*Your instructions*.
Could you quote the rows below word for word, leaving out the pictures?

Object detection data
########################################

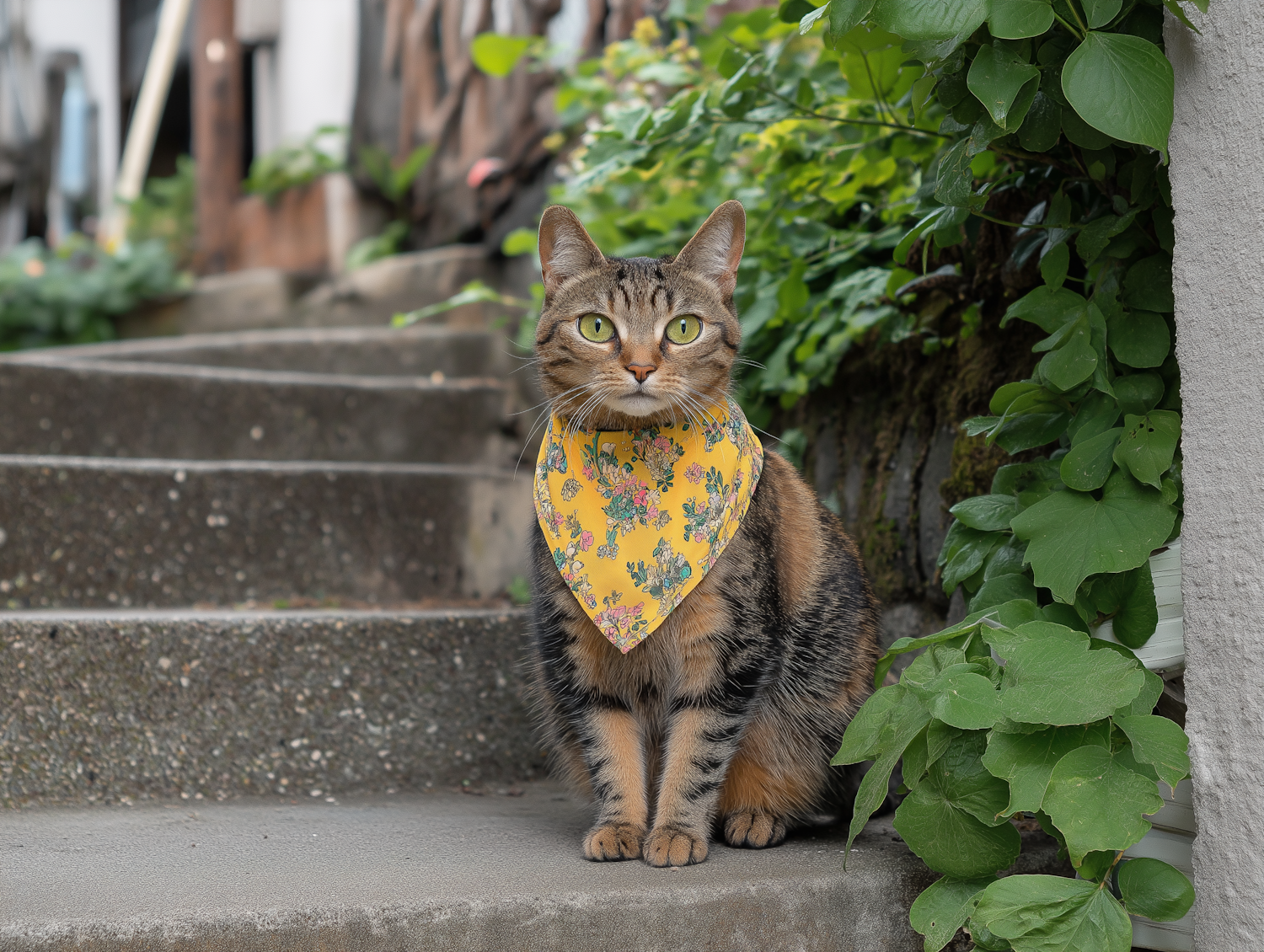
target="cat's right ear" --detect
[540,205,606,295]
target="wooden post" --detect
[191,0,244,275]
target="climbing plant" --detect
[538,8,942,426]
[470,0,1206,952]
[799,0,1193,952]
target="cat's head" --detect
[536,201,746,430]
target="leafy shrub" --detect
[242,126,346,201]
[128,156,197,268]
[0,235,189,350]
[473,0,1205,952]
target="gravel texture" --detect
[0,611,543,804]
[0,457,531,608]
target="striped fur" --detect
[531,202,879,866]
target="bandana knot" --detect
[535,399,763,654]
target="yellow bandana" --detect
[535,401,763,654]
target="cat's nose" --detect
[629,364,657,383]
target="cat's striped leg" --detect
[645,698,745,866]
[583,702,649,859]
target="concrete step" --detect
[0,609,544,804]
[40,325,517,377]
[0,455,533,608]
[0,784,1056,952]
[0,328,521,467]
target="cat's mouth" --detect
[607,387,667,416]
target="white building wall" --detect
[1167,0,1264,952]
[277,0,359,151]
[27,0,121,205]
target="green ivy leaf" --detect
[1062,106,1115,149]
[1041,242,1071,288]
[1019,88,1062,152]
[993,459,1062,500]
[1122,857,1193,928]
[983,622,1145,727]
[970,569,1036,613]
[831,704,930,862]
[1001,286,1089,334]
[1061,426,1124,492]
[1039,311,1097,393]
[829,0,874,37]
[1117,409,1181,489]
[1106,311,1172,366]
[935,136,977,206]
[895,730,1021,879]
[948,495,1019,532]
[909,876,996,952]
[983,536,1026,576]
[874,0,988,40]
[1067,391,1119,447]
[991,411,1071,455]
[1124,254,1176,311]
[988,0,1053,38]
[1115,714,1190,795]
[1081,0,1124,30]
[1044,748,1163,866]
[1110,560,1160,652]
[831,684,909,765]
[971,876,1133,952]
[1117,662,1163,718]
[1062,32,1173,158]
[1114,373,1165,416]
[1010,470,1177,604]
[983,720,1110,816]
[940,522,1004,594]
[778,0,817,23]
[966,43,1041,129]
[910,664,1001,730]
[1076,210,1137,267]
[470,33,531,78]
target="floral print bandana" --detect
[535,399,763,654]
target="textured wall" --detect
[1167,0,1264,952]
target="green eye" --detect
[579,313,614,344]
[667,313,703,344]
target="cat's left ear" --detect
[672,199,746,303]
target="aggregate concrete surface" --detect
[0,609,544,804]
[0,457,531,608]
[0,359,516,465]
[0,784,935,952]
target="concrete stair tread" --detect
[0,783,935,952]
[0,455,531,608]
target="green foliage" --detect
[0,235,189,350]
[128,156,197,268]
[833,612,1192,952]
[538,4,960,422]
[470,33,533,78]
[242,126,346,201]
[346,146,435,270]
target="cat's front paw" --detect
[642,826,707,866]
[584,823,645,862]
[725,810,786,849]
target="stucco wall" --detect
[1167,0,1264,952]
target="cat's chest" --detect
[571,578,732,708]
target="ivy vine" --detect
[804,0,1193,952]
[470,0,1206,952]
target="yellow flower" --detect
[632,17,662,45]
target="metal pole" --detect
[100,0,192,252]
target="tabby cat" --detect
[531,201,880,866]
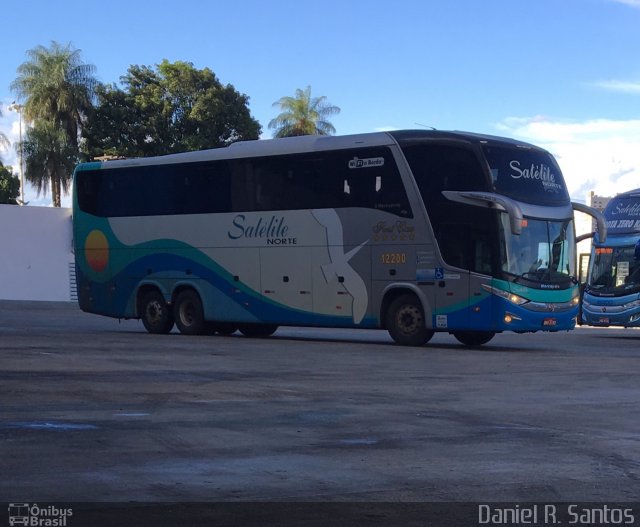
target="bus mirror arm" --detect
[571,202,607,243]
[442,190,522,234]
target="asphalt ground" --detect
[0,301,640,524]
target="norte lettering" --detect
[509,159,562,192]
[227,214,297,245]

########################################

*Written reply*.
target="cat's right ear" --detect
[540,205,606,295]
target="wooden post" --detect
[191,0,244,275]
target="climbing plant" --detect
[538,8,942,426]
[470,0,1206,952]
[799,0,1193,952]
target="cat's head" --detect
[536,201,746,430]
target="leafy shrub" --detect
[242,126,346,201]
[128,156,197,268]
[0,235,189,350]
[473,0,1205,952]
target="gravel texture" --detect
[0,611,543,804]
[0,457,531,608]
target="striped fur" --detect
[531,202,879,866]
target="bandana knot" --detect
[535,399,763,654]
target="yellow bandana" --detect
[535,401,763,654]
target="cat's nose" --detect
[629,364,657,383]
target="cat's striped leg" --detect
[645,698,745,866]
[583,702,649,859]
target="concrete step" --detect
[0,609,544,804]
[40,325,517,377]
[0,455,533,608]
[0,784,1056,952]
[0,328,521,467]
target="cat's mouth" --detect
[607,387,667,416]
target="white building wall" --detect
[1167,0,1264,952]
[277,0,359,151]
[27,0,121,205]
target="green ivy leaf" --detect
[1062,106,1115,149]
[1041,242,1071,288]
[1019,88,1062,152]
[993,459,1062,500]
[1122,857,1193,928]
[983,622,1145,727]
[970,569,1036,613]
[831,704,930,862]
[1001,286,1089,334]
[1061,426,1124,492]
[1039,311,1097,393]
[829,0,874,37]
[1117,409,1181,489]
[1106,311,1172,366]
[935,136,977,206]
[895,730,1021,879]
[948,495,1019,532]
[909,876,996,952]
[983,536,1026,576]
[874,0,988,40]
[1067,391,1119,447]
[991,411,1071,455]
[1124,254,1176,311]
[988,0,1053,38]
[1115,714,1190,795]
[1081,0,1124,30]
[1044,748,1163,866]
[1110,560,1160,652]
[831,684,909,765]
[971,876,1133,952]
[1117,662,1163,718]
[1062,32,1173,158]
[1114,373,1165,416]
[1010,470,1177,604]
[983,720,1110,816]
[940,522,1004,594]
[778,0,817,23]
[966,43,1041,129]
[910,664,1001,730]
[1076,210,1137,267]
[470,33,531,78]
target="floral print bandana" --detect
[535,399,763,654]
target="textured wall" --detect
[1167,0,1264,952]
target="green eye" --detect
[579,313,614,344]
[667,313,703,344]
target="cat's left ear" --detect
[672,199,746,303]
target="aggregate concrete surface" --detect
[0,609,544,804]
[0,457,531,608]
[0,359,516,465]
[0,784,935,952]
target="concrete stair tread" --detect
[0,783,935,952]
[0,455,531,608]
target="green foliage" --detect
[0,235,189,350]
[128,156,197,268]
[833,612,1192,952]
[538,4,960,422]
[470,33,533,78]
[242,126,346,201]
[346,146,435,270]
target="cat's front paw" --detect
[642,826,707,866]
[584,823,645,862]
[725,810,786,849]
target="stucco wall" --detect
[1167,0,1264,952]
target="cat's chest" --detect
[571,578,732,708]
target="ivy vine" --detect
[804,0,1193,952]
[470,0,1206,952]
target="yellow flower" --detect
[632,17,662,45]
target="metal pole" --detect
[100,0,192,252]
target="tabby cat" --detect
[531,201,880,866]
target="bus mirror arm" --detect
[571,202,607,243]
[442,190,522,234]
target="asphalt ground" --detect
[0,301,640,524]
target="norte lettering" --detect
[509,159,562,192]
[227,214,297,245]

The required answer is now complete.